### EXCERTO SELECIONADO

12/12/2010

XTC - Apple Venus, Volume One

Sons

30 de Abril 1999
DISCOS – POP ROCK

O que se esconde na pena de um pavão

Libertos finalmente da Virgin, editor para a qual gravavam há mais de 20 anos mas com a qual entraram em diferendo depois da edição de “Nonsuch”, em 1992, os XTC regressaram para se cobrir de glória. “Apple Venus, Volume One” é o melhor álbum da banda, agora reduzida ao duo formado por Andy Partridge e Colin Moulding (embora Dave Gregory ainda tivesse participado nas gravações), desde “Skylarking”, produzido por Todd Rundgren e considerado o seu trabalho mais sofisticado.
Para os ouvidos é um manjar dos deuses. Andy Partridge assina aqui o seu diploma de herdeiro legítimo dos mestres sagrados da pop, enquanto arte de encantamento supremo: Paul McCartney, Ray Davies e Brian Wilson. Equipado com uma orquestra e com toda a artilharia sónica do estúdio e, sobretudo, a atravessar uma fase de inspiração como já não se via desde os magistrais “English Settlement” e “Mummer”, Partridge montou o seu palácio de ilusões com o requinte e o engenho de um artista renascentista, fazendo com que cada canção soe como uma entidade completa, carregada de cores e de sabores.

######

*LISTA DE EXERCÍCIOS*.
1. Segundo a crítica a «Apple Venus, Volume One», quem produziu «Skylarking»?
2. Prolongue a crítica a «Apple Venus, Volume One» a partir do ponto em que termina.

### MATERIAL FORNECIDO

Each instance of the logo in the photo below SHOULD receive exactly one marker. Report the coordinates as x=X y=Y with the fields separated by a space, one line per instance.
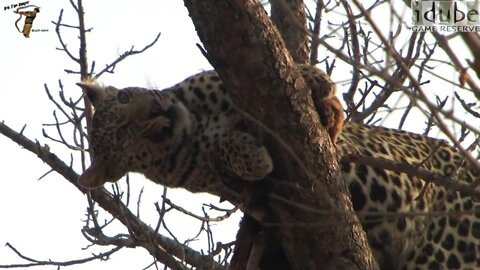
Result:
x=446 y=16
x=27 y=13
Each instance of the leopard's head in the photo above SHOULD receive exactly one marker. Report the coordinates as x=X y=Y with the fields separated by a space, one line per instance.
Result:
x=127 y=125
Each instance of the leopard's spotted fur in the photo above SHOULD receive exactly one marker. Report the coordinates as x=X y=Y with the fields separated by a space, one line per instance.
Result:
x=170 y=136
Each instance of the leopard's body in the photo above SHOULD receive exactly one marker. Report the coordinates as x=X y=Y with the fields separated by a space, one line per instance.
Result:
x=173 y=137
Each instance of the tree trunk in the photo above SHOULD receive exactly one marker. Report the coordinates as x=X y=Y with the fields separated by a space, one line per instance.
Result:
x=308 y=210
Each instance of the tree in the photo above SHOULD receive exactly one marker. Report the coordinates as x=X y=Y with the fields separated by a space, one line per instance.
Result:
x=248 y=52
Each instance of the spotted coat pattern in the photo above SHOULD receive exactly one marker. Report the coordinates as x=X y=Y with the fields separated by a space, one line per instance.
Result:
x=172 y=137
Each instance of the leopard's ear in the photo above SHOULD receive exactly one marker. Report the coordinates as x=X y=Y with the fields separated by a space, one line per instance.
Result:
x=95 y=92
x=100 y=171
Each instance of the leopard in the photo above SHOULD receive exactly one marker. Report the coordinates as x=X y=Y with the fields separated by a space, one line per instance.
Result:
x=175 y=135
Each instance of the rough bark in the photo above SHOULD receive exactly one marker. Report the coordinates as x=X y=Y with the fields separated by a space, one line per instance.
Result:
x=290 y=18
x=308 y=209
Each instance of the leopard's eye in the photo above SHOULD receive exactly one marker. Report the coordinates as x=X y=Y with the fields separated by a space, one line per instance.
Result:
x=123 y=97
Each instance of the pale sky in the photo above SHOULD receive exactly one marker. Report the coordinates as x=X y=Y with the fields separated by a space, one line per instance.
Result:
x=43 y=219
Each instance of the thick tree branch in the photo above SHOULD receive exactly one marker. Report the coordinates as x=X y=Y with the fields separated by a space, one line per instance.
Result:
x=248 y=53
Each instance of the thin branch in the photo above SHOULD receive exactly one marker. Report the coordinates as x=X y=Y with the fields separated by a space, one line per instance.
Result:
x=109 y=68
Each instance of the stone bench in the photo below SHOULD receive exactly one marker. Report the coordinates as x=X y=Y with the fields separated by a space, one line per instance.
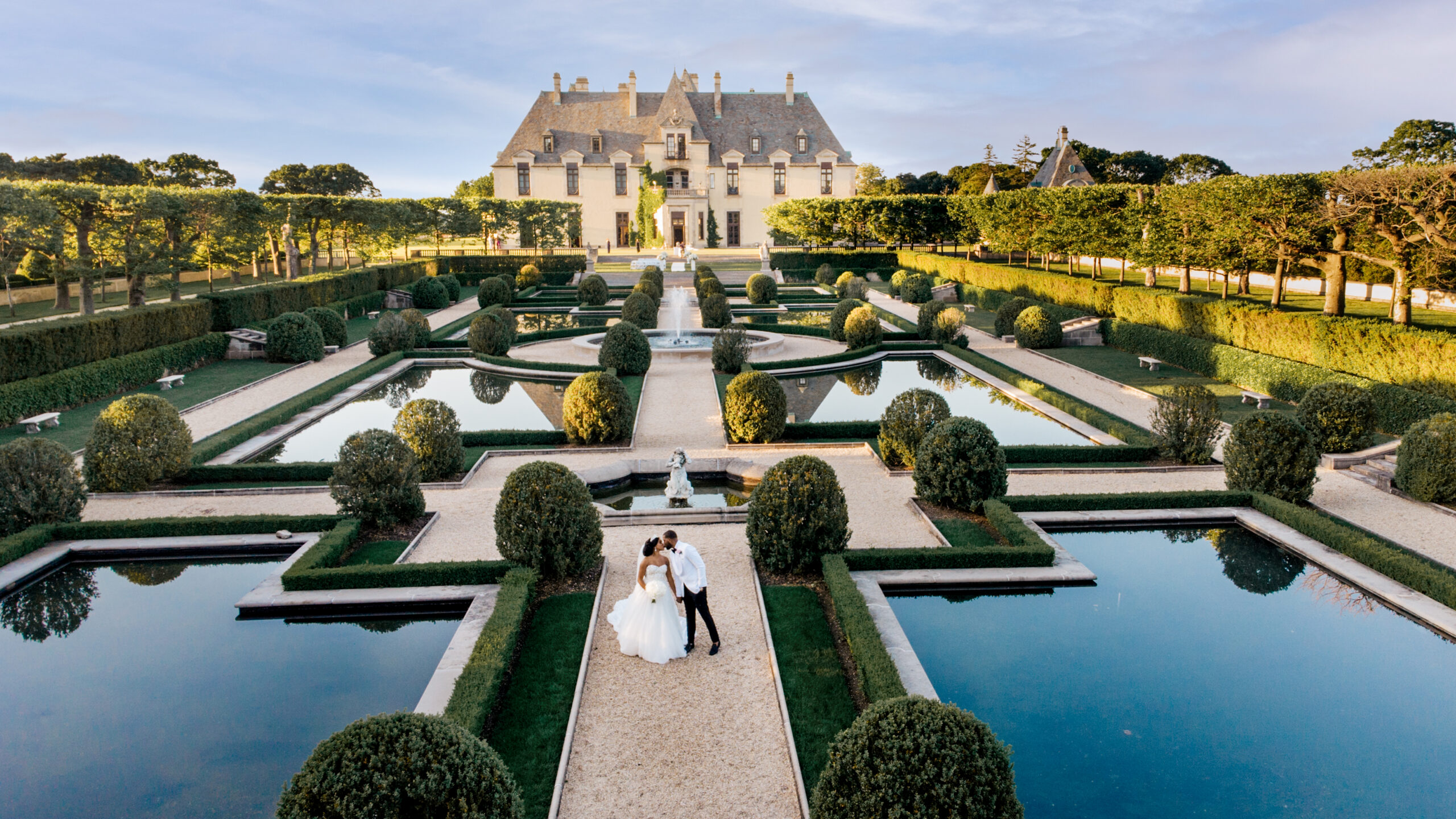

######

*RESULTADOS ESPERADOS*.
1. Todd Rundgren.

2.
O estúdio é usado como uma paleta, ou como um laboratório do alquimista, com o objectivo de descobrir e concretizar a quinta-essência da pop. Harmonias vocais intricadas e esculpidas até ao mais ínfimo detalhe, a par de orquestrações sumptuosas (que podem ir do pastoril ao épico, numa mesma canção) e de uma criatividade constante na procura de arranjos originais, tornam “Apple Venus, Volume One” numa catedral que se começa a admirar pelo lado de fora para, progressivamente, se deixar ver pelo interior, enquanto organização espacial e temporal de um entrançado de emoções e ambiguidades semânticas que a cada audição se vão organizando subjectivamente num “puzzle” de luxúria.
A quantidade de elementos e memórias musicais com os quais Andy Partridge vai montando os seus quadros atinge, nalguns casos, a esquizofrenia iluminada, como em “Greenman”, onde o sinfónico, o psicadelismo, a complexidade harmónica e o barroco das ornamentações se unem num corpo de medusa, um pouco à maneira do que fizeram, nos seus tempos áureos, os Gentle Giant. Mas, logo a seguir, a simplicidade de uma melodia que parece ter estado connosco desde sempre, como “Your dictionary”, irrompe com a força de uma evidência. Ou de um raio de luz. “Fruit nut” faz a demonstração de que os anos 60 não tiveram o exclusivo da criatividade em estado puro, aquela que dispensa todos os artifícios menos os da imaginação, para criar raízes e voar.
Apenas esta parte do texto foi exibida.